• WORK INSTRUCTIONS: Filter the material below and copy out every line that contains the word "handbag". Treat uppercase and lowercase letters as different.

** START RECORDS SUPPLIED **

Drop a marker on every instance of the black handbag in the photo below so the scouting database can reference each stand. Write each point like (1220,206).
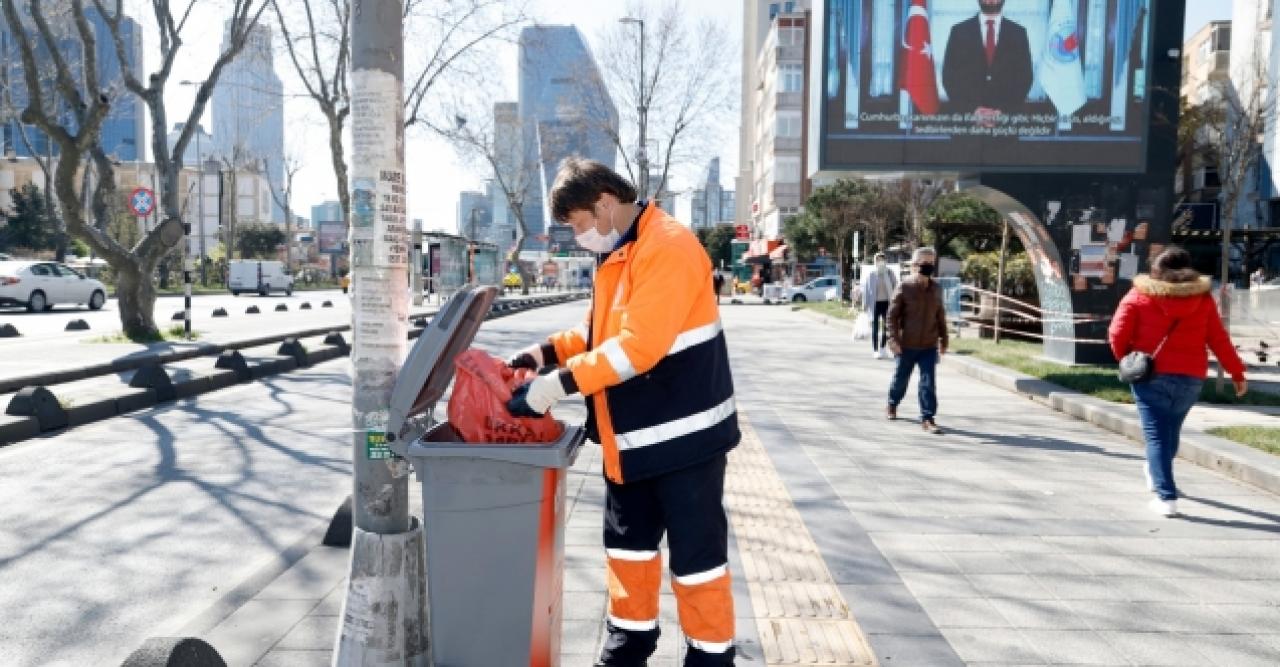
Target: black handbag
(1137,368)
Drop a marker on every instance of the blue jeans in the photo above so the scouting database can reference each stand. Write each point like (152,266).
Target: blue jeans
(927,359)
(1162,406)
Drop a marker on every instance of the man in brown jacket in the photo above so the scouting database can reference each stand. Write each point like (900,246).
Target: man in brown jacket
(918,336)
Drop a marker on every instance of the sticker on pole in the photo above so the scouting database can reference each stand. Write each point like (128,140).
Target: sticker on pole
(142,202)
(376,447)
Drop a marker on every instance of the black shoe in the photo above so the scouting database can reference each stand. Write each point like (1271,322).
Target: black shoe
(627,648)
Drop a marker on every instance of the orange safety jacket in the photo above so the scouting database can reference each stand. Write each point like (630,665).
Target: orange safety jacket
(652,357)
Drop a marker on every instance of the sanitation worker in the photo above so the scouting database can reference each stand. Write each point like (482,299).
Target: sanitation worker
(652,362)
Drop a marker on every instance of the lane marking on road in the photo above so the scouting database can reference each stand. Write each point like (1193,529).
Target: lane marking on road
(800,615)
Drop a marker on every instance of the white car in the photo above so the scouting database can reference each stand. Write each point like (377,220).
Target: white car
(42,284)
(826,288)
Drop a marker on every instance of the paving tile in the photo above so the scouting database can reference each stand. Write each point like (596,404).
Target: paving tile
(297,658)
(1156,648)
(1040,615)
(1237,650)
(963,612)
(1074,647)
(991,645)
(314,633)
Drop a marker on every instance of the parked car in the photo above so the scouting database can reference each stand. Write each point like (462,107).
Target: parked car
(42,284)
(816,289)
(259,275)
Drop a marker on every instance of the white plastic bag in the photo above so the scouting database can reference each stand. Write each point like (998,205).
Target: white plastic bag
(862,327)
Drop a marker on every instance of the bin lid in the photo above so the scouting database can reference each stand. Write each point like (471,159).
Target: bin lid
(428,369)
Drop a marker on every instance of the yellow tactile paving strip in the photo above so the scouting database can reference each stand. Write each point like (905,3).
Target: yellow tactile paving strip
(799,612)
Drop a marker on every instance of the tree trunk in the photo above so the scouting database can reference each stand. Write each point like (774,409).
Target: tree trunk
(339,167)
(136,298)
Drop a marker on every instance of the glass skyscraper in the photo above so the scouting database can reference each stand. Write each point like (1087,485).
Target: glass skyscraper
(248,110)
(565,110)
(123,133)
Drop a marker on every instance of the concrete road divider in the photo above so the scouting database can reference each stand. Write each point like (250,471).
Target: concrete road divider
(291,347)
(233,361)
(40,403)
(169,652)
(155,378)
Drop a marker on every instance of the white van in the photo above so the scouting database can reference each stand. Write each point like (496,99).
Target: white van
(259,275)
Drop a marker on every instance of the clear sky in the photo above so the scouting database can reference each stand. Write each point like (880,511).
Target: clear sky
(435,176)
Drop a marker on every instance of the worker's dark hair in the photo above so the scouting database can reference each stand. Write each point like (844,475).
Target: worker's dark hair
(1174,265)
(579,186)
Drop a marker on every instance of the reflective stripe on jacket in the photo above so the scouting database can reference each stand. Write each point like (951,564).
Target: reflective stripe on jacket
(652,357)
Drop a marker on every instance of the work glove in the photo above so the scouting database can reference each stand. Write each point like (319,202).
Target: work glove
(529,357)
(534,398)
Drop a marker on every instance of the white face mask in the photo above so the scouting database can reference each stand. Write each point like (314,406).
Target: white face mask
(598,242)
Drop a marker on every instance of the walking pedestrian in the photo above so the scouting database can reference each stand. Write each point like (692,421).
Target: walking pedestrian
(1170,315)
(653,364)
(877,289)
(918,337)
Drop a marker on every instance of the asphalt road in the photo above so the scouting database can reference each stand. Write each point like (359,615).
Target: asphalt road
(133,526)
(106,320)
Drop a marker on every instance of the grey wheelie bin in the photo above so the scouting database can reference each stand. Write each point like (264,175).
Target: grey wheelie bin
(493,514)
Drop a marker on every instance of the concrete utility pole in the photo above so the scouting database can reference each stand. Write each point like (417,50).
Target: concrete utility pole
(384,612)
(643,108)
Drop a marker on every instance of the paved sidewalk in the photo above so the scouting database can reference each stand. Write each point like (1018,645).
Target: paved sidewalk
(1020,537)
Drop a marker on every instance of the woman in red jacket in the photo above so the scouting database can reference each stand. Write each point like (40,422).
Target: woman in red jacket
(1171,316)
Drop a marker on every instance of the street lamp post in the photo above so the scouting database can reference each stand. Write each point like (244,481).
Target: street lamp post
(643,108)
(200,192)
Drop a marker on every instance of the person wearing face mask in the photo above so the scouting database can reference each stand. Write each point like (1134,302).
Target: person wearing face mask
(877,288)
(652,362)
(987,68)
(918,337)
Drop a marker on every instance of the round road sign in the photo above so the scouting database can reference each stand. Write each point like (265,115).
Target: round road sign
(142,201)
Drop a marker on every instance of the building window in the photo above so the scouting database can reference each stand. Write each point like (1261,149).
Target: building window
(789,124)
(790,78)
(787,169)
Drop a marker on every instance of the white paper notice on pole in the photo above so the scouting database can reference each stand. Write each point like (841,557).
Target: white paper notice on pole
(1080,236)
(1093,260)
(1115,233)
(1128,266)
(378,232)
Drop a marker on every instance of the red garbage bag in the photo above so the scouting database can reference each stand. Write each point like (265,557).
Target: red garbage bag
(478,407)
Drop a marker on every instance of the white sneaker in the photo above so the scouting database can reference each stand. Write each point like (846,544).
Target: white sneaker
(1165,508)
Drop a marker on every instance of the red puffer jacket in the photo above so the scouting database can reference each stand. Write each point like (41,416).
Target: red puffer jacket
(1150,309)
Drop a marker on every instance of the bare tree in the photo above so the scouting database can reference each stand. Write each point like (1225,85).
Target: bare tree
(1237,122)
(318,40)
(460,36)
(283,197)
(88,106)
(472,131)
(686,96)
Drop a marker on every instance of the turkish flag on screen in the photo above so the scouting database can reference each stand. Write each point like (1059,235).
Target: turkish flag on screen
(919,78)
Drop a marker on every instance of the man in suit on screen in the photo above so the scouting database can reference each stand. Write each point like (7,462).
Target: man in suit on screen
(987,69)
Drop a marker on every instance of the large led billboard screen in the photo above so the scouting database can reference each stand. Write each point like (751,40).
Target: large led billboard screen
(983,85)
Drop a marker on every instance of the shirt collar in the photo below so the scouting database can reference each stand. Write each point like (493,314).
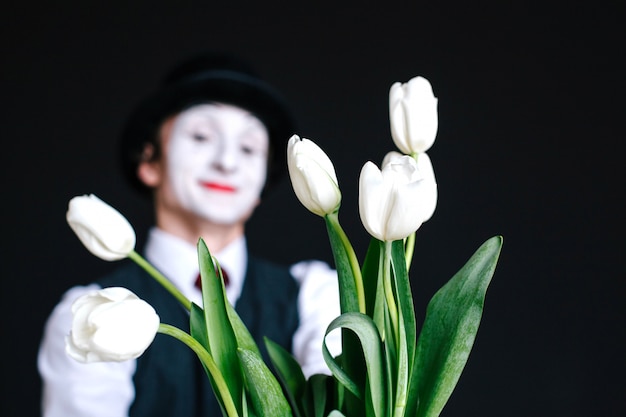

** END RECORDS SUPPLIED **

• WRITTEN ANSWER:
Drop a marker on every instance of the black handbag in the photo below so the scouting database can reference each stand. Write each point like (1220,206).
Target: black handbag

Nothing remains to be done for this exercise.